Aim of the task |
Search the entries for the word "maroon" and report each line that has it.

Given data |
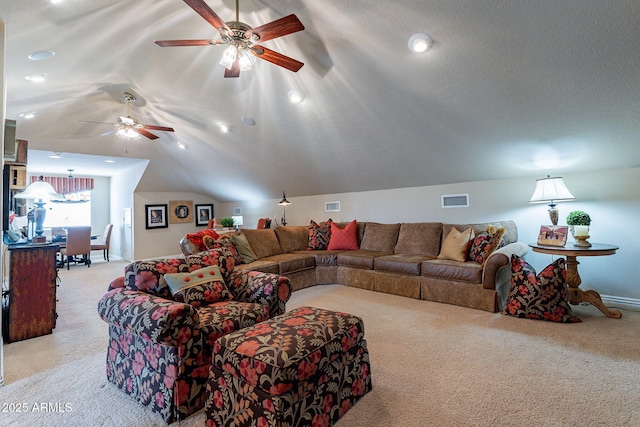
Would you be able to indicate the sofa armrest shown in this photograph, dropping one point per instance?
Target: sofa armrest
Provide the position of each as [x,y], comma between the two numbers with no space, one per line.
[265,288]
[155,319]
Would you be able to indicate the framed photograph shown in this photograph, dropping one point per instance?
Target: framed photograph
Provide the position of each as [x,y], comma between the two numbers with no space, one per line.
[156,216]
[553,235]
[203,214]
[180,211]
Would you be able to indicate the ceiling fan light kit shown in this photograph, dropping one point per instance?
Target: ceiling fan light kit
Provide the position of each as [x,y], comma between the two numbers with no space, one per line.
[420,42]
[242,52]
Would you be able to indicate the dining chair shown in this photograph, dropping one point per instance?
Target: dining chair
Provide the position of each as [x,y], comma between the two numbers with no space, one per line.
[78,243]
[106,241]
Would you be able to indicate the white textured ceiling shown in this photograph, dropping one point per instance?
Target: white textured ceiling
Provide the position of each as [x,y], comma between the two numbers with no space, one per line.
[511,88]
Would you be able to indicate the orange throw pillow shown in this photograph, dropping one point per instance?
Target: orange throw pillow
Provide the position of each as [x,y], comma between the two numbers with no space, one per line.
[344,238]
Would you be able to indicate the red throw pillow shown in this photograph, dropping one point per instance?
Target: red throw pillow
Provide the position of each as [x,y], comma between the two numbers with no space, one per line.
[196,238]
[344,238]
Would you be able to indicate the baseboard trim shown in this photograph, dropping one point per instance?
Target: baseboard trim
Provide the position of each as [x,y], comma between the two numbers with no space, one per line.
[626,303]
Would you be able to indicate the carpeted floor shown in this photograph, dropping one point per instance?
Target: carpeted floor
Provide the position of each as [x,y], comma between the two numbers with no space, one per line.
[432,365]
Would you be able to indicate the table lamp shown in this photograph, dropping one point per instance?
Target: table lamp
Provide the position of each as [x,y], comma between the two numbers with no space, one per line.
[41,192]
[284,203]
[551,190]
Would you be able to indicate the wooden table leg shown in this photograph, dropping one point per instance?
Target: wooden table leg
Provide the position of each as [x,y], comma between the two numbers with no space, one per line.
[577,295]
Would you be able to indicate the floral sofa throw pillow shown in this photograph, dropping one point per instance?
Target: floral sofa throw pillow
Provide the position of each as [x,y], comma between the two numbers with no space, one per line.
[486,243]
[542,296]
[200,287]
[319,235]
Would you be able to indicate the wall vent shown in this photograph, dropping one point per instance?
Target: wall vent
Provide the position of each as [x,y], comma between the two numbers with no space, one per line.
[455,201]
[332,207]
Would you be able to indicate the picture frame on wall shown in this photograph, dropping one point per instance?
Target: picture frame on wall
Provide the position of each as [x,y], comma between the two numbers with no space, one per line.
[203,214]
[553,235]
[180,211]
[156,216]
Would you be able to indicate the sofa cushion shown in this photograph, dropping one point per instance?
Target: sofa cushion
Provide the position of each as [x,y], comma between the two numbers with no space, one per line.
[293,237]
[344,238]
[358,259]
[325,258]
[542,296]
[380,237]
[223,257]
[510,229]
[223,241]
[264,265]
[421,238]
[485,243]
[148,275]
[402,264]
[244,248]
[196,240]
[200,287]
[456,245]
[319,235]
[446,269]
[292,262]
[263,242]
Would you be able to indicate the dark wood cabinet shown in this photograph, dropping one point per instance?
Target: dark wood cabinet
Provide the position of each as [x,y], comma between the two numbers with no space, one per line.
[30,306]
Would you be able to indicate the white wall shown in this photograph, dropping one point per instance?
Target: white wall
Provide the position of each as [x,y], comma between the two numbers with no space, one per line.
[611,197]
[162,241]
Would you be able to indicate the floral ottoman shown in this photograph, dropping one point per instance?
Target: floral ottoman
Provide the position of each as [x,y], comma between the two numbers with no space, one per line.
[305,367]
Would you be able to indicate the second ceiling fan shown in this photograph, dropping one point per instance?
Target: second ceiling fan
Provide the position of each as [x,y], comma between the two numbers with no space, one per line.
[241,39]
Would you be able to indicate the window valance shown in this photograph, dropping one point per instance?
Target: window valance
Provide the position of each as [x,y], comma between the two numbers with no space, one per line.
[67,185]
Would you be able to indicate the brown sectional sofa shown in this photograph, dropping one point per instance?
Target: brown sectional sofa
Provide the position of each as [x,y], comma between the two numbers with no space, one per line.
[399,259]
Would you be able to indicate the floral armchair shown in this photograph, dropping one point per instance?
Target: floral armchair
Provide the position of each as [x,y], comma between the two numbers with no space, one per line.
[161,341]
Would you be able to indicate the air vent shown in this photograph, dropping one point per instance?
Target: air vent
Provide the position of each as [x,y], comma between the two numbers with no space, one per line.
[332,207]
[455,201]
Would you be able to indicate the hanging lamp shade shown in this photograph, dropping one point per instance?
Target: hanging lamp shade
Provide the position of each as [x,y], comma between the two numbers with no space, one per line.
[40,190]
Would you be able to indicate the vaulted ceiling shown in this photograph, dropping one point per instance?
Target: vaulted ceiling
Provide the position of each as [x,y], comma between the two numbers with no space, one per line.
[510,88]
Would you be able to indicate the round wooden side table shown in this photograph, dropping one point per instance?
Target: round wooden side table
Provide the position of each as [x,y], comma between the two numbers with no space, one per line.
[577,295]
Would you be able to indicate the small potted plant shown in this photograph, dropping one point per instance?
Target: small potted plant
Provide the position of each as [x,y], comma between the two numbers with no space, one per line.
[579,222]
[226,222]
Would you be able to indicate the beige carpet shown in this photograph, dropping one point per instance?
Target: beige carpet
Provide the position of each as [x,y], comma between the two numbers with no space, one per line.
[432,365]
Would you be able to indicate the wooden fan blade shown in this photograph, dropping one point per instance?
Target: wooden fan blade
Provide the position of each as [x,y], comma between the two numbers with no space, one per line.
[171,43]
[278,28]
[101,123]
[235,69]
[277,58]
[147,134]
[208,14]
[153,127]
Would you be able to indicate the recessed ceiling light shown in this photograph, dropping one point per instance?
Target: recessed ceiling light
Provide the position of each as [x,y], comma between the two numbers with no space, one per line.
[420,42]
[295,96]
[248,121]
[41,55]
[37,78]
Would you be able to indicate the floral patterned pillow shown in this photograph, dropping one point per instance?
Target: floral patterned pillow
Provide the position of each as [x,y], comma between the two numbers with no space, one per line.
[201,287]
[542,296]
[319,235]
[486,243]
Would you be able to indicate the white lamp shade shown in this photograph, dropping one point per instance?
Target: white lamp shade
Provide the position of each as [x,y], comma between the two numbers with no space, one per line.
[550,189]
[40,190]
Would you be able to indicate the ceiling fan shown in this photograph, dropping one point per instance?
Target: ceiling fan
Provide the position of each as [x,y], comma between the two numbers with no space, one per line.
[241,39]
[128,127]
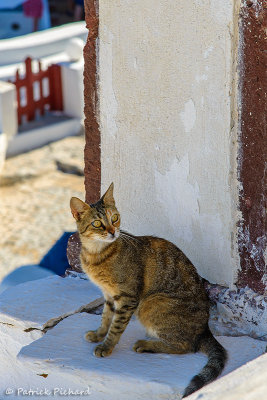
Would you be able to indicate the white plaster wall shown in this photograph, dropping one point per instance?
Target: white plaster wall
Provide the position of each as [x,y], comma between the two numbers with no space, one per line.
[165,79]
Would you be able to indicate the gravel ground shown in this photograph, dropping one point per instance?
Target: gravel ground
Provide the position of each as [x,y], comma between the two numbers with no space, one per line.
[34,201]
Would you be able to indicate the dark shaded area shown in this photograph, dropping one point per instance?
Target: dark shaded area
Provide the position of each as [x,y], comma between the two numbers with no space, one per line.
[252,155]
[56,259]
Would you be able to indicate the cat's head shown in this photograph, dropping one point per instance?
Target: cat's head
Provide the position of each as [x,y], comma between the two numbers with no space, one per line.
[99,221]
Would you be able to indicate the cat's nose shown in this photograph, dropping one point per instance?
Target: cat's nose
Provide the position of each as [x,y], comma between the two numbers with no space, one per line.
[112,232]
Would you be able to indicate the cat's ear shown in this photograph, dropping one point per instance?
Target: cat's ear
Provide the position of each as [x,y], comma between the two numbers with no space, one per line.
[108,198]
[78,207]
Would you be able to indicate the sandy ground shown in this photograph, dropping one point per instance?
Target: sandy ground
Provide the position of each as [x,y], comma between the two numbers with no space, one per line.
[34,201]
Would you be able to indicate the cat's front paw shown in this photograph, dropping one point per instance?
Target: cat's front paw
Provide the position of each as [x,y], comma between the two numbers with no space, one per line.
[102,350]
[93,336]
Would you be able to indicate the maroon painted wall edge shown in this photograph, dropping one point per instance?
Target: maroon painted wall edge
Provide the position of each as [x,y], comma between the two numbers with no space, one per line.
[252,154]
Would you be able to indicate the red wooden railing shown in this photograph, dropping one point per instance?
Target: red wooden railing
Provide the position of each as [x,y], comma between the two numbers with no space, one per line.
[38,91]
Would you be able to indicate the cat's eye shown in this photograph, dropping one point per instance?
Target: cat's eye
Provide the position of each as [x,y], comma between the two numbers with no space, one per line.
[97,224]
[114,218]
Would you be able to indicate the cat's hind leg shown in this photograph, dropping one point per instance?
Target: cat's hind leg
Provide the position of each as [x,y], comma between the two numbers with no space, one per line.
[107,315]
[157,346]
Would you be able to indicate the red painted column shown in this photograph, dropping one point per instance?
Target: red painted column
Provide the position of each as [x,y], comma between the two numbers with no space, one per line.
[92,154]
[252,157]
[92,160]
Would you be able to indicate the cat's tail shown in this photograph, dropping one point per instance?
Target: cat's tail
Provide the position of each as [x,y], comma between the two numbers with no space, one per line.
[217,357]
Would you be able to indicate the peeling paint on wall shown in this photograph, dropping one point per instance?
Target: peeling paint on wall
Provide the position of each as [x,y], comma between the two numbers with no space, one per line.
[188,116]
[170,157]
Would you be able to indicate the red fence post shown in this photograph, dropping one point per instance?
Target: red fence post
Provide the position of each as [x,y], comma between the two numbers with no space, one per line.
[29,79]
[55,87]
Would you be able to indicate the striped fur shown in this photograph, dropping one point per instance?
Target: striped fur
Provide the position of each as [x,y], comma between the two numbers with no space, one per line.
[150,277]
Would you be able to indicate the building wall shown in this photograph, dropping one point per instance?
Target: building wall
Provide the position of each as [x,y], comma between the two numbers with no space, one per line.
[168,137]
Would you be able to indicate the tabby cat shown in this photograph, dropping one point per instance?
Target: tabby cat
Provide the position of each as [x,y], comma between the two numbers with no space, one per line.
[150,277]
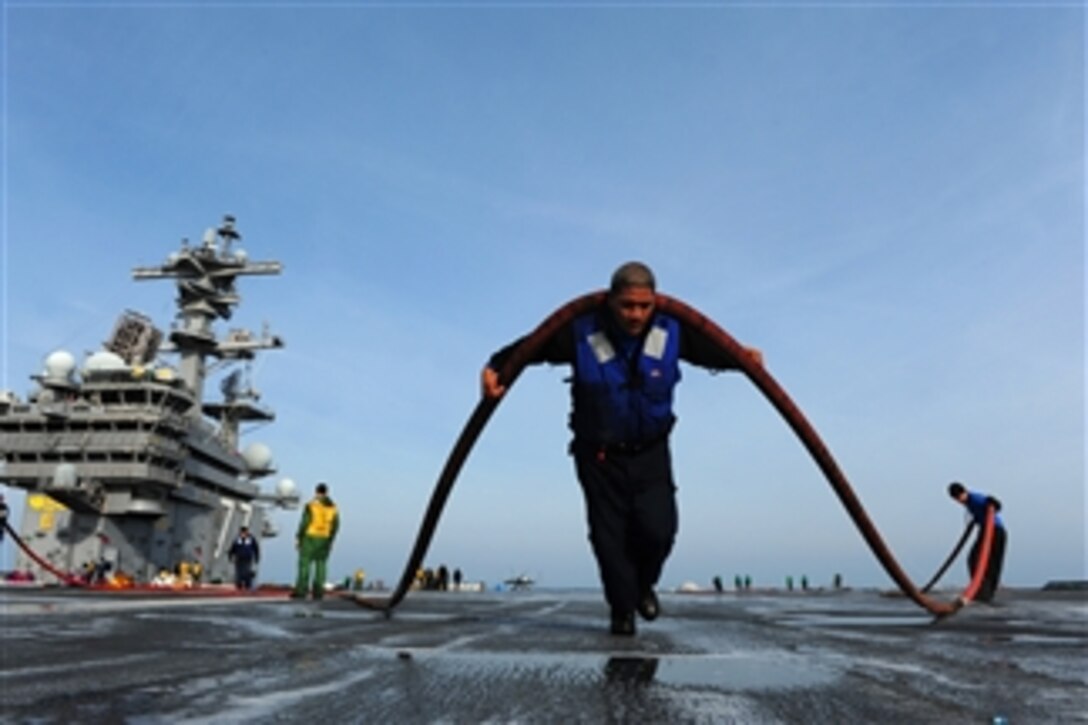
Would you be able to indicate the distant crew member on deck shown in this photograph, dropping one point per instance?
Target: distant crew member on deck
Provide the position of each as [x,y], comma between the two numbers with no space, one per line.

Result for this task |
Would you be able to indicate the maroon painted wall edge shown in this photograph, dropping one point per instance?
Target: maroon painted wall edge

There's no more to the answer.